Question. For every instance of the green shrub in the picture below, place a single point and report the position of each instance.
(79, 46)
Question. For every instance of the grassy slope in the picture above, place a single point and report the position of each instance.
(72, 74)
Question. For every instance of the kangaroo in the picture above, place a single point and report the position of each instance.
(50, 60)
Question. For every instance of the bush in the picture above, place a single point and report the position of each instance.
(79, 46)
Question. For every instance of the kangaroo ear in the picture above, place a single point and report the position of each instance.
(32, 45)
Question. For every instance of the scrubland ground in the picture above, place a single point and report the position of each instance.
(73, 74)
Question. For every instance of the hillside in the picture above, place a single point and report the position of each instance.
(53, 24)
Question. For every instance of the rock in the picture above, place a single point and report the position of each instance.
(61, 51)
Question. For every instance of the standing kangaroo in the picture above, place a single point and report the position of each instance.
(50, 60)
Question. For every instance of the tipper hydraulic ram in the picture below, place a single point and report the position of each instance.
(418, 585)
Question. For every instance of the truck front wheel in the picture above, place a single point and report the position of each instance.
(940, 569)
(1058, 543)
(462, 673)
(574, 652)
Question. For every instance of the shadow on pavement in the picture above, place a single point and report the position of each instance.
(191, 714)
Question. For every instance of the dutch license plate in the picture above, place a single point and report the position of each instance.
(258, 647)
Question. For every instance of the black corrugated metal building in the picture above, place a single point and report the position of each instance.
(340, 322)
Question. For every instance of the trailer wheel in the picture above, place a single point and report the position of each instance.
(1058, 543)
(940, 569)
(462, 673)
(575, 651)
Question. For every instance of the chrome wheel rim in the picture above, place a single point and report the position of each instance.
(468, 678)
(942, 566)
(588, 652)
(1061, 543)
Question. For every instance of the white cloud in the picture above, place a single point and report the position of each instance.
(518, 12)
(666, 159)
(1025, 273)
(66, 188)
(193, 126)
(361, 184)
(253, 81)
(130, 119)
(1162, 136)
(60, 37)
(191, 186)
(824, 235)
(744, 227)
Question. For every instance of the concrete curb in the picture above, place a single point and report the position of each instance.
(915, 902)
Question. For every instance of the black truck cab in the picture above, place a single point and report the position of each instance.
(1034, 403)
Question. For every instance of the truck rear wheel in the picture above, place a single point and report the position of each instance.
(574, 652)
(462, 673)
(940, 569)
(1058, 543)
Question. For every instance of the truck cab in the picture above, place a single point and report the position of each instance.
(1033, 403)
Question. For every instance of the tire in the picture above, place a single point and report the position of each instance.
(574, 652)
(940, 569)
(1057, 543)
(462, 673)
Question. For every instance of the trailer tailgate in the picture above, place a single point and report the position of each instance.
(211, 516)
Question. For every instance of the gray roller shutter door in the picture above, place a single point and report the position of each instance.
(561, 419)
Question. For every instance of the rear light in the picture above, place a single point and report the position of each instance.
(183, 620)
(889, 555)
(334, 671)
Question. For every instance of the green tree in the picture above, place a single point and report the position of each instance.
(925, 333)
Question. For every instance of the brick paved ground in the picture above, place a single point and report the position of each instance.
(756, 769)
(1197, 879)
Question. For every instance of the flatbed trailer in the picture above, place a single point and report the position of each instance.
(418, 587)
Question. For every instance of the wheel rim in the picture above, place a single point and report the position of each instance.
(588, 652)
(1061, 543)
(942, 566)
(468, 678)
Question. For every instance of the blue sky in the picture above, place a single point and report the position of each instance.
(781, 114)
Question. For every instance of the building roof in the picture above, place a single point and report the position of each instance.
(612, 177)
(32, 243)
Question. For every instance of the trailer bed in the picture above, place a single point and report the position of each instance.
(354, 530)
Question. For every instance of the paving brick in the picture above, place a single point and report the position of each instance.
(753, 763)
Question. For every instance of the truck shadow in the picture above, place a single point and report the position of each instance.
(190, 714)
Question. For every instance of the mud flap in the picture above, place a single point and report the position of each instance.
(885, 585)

## What is required:
In the listing above, find the line containing "Question. For every instance of the flatbed" and please quote exactly that line through the last one, and no other lines.

## Finished task:
Question. For every instance of the flatbed trailer in the picture above, place a single point and report the position of each instance.
(418, 587)
Question. For every instance of the wheel rim in the picture above, place a single point and report the position of each instance.
(588, 652)
(1061, 543)
(942, 566)
(468, 678)
Question. For every instance of the blue sky in the picture above, place a single point and report the position of each instance.
(781, 114)
Question. For every instance of the building roof in the picture above, place a single point and report the position of each instance.
(612, 177)
(32, 243)
Question. For every instance of the trailer bed in the picture above, place a single point and report the position of each instance.
(354, 530)
Question. For every instance of the paving brick in the picture above, place a single point and report the position of each instance.
(753, 763)
Question. For every instance of the truck shadow in the picture above, place a single point and report the position of each instance.
(190, 714)
Question. For every instance of the mud flap in the picture above, place a single point and report the position of each instance.
(885, 585)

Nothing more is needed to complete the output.